Liste des tâches:
- A) Recopiez le passage du texte sur le CFC-11 qui va de « Une équipe de » à « bien de Chine. », ces deux passages compris.
- B) D'après le texte sur le CFC-11, depuis quelle année le protocole de Montréal interdit-il totalement la production de ce gaz ?
- C) Reprenez le texte sur le CFC-11 là où il s'arrête et poursuivez-le.

Extrait du document:
^^^^^^^^

Il semblerait que la Chine fasse une nouvelle fois figure de mauvaise élève dans la lutte pour la préservation de l’environnement. En cause : le trichlorofluorométhane, un gaz fluoré. Anciennement utilisé comme réfrigérant ou dans les aérosols, le CFC-11 a été décrié il y a plus de trente ans pour son effet hautement néfaste sur la couche d’ozone. Et en plus, au contact des rayons solaires, le trichlorofluorométhane a un fort effet de serre.
C’est pourquoi il est aujourd’hui interdit d’en produire et d’en utiliser. Mais, selon l’équipe de recherche de Steve Montzka, scientifique spécialiste de l’atmosphère à l’Agence américaine d’observation océanique et atmosphérique (NOAA), le recul de la présence de CFC-11 dans l’atmosphère ralentit depuis 2012. Et cela serait de la faute de la Chine, qui ne respecterait pas la réglementation internationale, en dépit des risques pour la couche d’ozone.
Des tonnes de CFC-11 relâchées entre 2015 et 2017
Ainsi, l’utilisation de CFC-11 serait considérablement repartie à la hausse à partir de 2013. Or conformément au protocole de Montréal conclu en 1987, la production de ce gaz est totalement interdite depuis 2010. « Le CFC-11 est aussi un gaz hautement responsable du réchauffement climatique, il s’agit donc d’une menace grave pour le climat », c’est pourquoi la situation est grave pour le directeur de l’Agence d’investigation environnementale (EIA) aux États-Unis, Alexander von Bismarck.
Une équipe de chercheurs britanniques et sud-coréens ont, par ailleurs, localisé la source de ces nouvelles émissions de CFC-11 et leurs quantités. Ils ont ainsi noté une hausse de 13000 tonnes de trichlorofluorométhane dans l’atmosphère, dont 7000 auraient été émises entre 2015 et 2017. Et selon Park Sun-Young, responsable de l’équipe de recherche à l’Université nationale de Kyungpook en Corée du Sud, il se pourrait même que ces chiffres soient inférieurs à la réalité. Plusieurs investigations ont confirmé que la source d’émission du CFC-11 viendrait bien de Chine.

^^^^^^^^

Entrées d'un jeu de données de pointage

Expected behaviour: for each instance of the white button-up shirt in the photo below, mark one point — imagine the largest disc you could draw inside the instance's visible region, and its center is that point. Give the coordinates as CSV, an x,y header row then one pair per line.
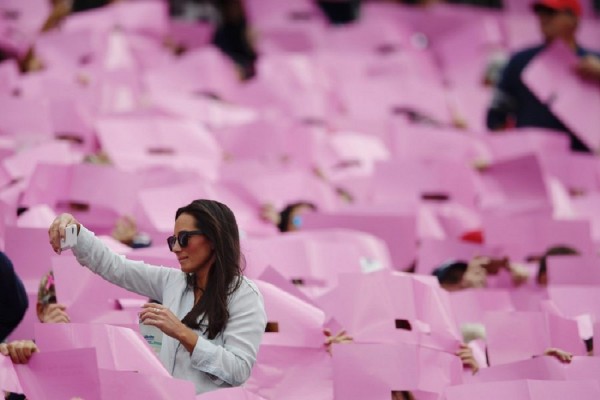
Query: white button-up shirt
x,y
226,360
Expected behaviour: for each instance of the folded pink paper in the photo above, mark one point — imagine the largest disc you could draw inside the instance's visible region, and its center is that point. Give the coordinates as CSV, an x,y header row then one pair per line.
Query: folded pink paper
x,y
573,270
118,348
293,322
64,374
285,372
9,380
86,295
138,386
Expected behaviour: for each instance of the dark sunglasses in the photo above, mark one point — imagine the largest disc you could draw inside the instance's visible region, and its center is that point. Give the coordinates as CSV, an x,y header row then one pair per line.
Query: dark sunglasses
x,y
182,238
547,11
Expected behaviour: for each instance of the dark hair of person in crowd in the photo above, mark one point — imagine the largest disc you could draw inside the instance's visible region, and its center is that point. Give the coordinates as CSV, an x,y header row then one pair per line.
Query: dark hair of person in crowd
x,y
290,216
561,250
218,224
450,273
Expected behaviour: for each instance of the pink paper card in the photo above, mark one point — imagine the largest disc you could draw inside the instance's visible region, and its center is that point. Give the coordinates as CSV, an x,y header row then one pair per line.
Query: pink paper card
x,y
203,70
574,270
434,308
536,332
396,230
9,76
283,372
17,122
190,34
388,316
512,180
573,301
118,348
237,393
62,374
577,171
391,367
424,142
9,380
580,389
531,235
429,180
551,77
149,144
29,265
514,389
541,368
515,336
525,141
434,252
291,321
24,163
470,306
40,216
86,295
133,385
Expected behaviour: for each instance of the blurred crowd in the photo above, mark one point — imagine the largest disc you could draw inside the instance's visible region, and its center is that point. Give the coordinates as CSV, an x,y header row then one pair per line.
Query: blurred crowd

^^^^^^^^

Réponses attendues:
- A)
Une équipe de chercheurs britanniques et sud-coréens ont, par ailleurs, localisé la source de ces nouvelles émissions de CFC-11 et leurs quantités. Ils ont ainsi noté une hausse de 13000 tonnes de trichlorofluorométhane dans l’atmosphère, dont 7000 auraient été émises entre 2015 et 2017. Et selon Park Sun-Young, responsable de l’équipe de recherche à l’Université nationale de Kyungpook en Corée du Sud, il se pourrait même que ces chiffres soient inférieurs à la réalité. Plusieurs investigations ont confirmé que la source d’émission du CFC-11 viendrait bien de Chine.

- B) Depuis 2010.

- C)
Une production illégale de CFC-11 pour des raisons économiques
En premier lieu, les scientifiques sud-coréens ont cartographié la présence du CFC-11 dans l’atmosphère et ont analysé les masses d’air. C’est ainsi qu’ils ont conclu que le gaz provient du sud-est de la Chine. De plus, au vu des grandes quantités relarguées dans l’atmosphère, les scientifiques affirment que le CFC-11 ne peut provenir que d’usines de production récentes. Une hypothèse confirmée par l’EIA dans des travaux réalisés en 2018.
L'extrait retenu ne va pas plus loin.